● Отрывок текста:
◆ ◆ ◆ ◆ ◆ ◆ ◆
Заостриться острей смерти. Часть VIII

Заметки о Денисе Новикове. Окончание

РЕКВИЕМ

Видимо, есть непреложный закон, по которому последним сочинением Моцарта мог быть только реквием. Закон, по которому автор самой радостной за всю историю, райской музыки оказывается обреченным умереть в 37 лет и похороненным в общей яме, где мешки с трупами наскоро засыпаются известью и на них вываливаются следующие.
Немногочисленные критики, писавшие о Новикове, говорили о его моцартовском начале, но, насколько мне известно, никто не писал о «Самопале» как реквиеме, скорей всего, последнего Моцарта в русской поэзии. Сходство тем более примечательно, что в «Самопале», как и в «Реквиеме», занимается тот же огонь Судного дня, и сам поэт – этот судный день: «жатва и страда». Но это и реквием по стране, «где каждый звук – что вопль бесслезный / от океана до Тверской».
Пламя пробегает от одного стихотворения к другому, чтобы выявить себя как огонь жертвенника в «Черное небо стоит над Москвой», где тянущийся сквозь это небо дым во второй строке напоминает дым из печи крематория. Одного из тех, где сжигались привезенные после расстрела Белого дома трупы. Денис в то время был в Англии и, со слов Юли, его будущей жены, не радовался, как Окуджава и прочие подписанты «письма сорока двух», а ужасался публичной бойне.
◆ ◆ ◆ ◆ ◆ ◆ ◆
● Исходные данные:
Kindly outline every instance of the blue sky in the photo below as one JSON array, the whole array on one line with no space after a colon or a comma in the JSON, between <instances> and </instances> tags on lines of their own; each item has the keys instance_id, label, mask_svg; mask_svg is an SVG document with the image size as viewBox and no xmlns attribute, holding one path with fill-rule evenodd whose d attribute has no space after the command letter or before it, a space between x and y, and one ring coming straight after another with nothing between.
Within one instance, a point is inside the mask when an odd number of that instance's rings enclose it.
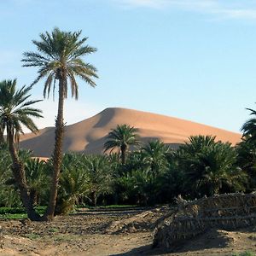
◆ ◆ ◆ ◆ ◆ ◆ ◆
● Задание:
Напишите продолжение заметок о Денисе Новикове, начав сразу после их последней фразы.

● Результат:
При органическом неприятии коммунизма, всём своём отвращении к нему, он, насколько я знаю, видел в «демократии» окончательную гибель той России, любовью к которой пронизаны его стихи при всей их желчной горечи:

вспомнишь старую байку актерскую
несравненную фанни раневскую
с папироской в зубах беломорскою
обнаженную и богомерзкую

и волна беспричинная ярости
за волной поднимается гнева
вот какой ты сподобилась старости
голубиная русь приснодева

 
«Самопал» – это книга-камертон для неравнодушных к своей стране и умирающих вместе с ней. Стране, переживающей тотальный распад не только экономики, но и культуры вкупе с крушением ее духовно-нравственного стержня, самой ее идеи, самого смысла ее существования. Того смысла, что являет и ее поэт –  «частный голос из будущего», которого, как выясняется, нет, которое навсегда стало прошлым. Это – «погребальный напев» с его то светлыми, то беспросветно мрачными обертонами, с фантасмагориями Босха («словно Босха листаю альбом») и проблесками надежды.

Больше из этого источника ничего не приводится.